POINT PLEASANT — The City of Point Pleasant will be “smoke testing” its sewer system next month to check for leaks and other issues.
The testing will take place July 6-10 and was discussed at this week’s regular meeting of Point Pleasant City Council. The testing will take place in all areas of the city’s sewer system north of 11th Street, as well as the area immediately around Krodel Park. In the event of inclement weather, the smoke testing will continue into the following week.
City officials are wanting to get the word out about the testing to alleviate any concerns by residents who may see the harmless smoke drifting out of sewer lines, near homes or even in homes. The smoke should not enter someone’s home unless they have defective plumbing or dried up drain traps. Residents in the testing area are asked to ensure that all plumbing traps, including basement floor drains, are not dry and contain water. If residents have seldom used drains, pour water into the drain to fill the trap. If smoke would enter someone’s home through faulty plumbing, this indicates the possibility that dangerous sewer gases are also entering someone’s home and residents should consider contacting a professional plumber to make repairs.
Smoke will be blown into the sewer system at manholes and may be seen coming from roof vents, building foundations or manhole covers. The smoke is a non-toxic substance which is clean and harmless to humans, pets, food and material goods and creates no fire hazard.

§ Exercise requirements
Continue the news article about Point Pleasant's sewer smoke testing, starting after its last sentence.

§ Entries provided
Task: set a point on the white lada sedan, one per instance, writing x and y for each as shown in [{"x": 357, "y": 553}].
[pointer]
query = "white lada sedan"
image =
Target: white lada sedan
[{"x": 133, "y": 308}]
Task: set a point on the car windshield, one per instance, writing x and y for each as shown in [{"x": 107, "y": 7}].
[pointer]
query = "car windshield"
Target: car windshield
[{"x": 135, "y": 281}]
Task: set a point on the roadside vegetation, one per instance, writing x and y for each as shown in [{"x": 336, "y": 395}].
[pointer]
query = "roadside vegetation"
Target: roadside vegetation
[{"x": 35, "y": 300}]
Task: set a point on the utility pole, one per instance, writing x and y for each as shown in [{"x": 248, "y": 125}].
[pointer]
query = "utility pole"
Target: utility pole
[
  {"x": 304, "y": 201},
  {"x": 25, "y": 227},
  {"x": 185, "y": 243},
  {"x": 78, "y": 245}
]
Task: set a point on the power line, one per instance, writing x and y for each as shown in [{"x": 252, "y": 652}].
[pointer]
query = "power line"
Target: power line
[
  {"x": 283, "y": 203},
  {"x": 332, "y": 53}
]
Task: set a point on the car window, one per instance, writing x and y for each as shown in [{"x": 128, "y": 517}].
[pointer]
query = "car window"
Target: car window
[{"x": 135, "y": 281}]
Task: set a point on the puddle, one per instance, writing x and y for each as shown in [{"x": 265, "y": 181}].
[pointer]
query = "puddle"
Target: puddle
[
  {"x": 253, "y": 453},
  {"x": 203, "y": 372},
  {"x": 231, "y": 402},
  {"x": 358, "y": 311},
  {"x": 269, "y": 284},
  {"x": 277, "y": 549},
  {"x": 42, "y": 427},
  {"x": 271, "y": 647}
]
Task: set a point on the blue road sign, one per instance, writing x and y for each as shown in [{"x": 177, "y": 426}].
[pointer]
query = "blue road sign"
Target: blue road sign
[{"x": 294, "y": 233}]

§ Response box
Residents are asked to avoid unnecessary exposure to the smoke. Although the smoke is relatively harmless, smoke of any kind can be irritating to the nasal passage for some people. If residents experience smoke irritation, it should be temporary and quickly disappear after exposure has ceased, according to city officials.
If a resident, or any member of their family, have respiratory problems, are immobile or have any other health condition that the city should be aware of, contact officials at 304-675-2360.
Jonathan Owen, of the city’s engineering firm Burgess and Niple, was at this week’s city council meeting to explain the smoke testing process. He said in addition to identifying defects in the sewer lines, it also will identify ground or storm water entering the sanitary sewer system which then goes to the plant to be cleaned. This otherwise clean water gets cleaned again at the plant and is an unnecessary cost to the city.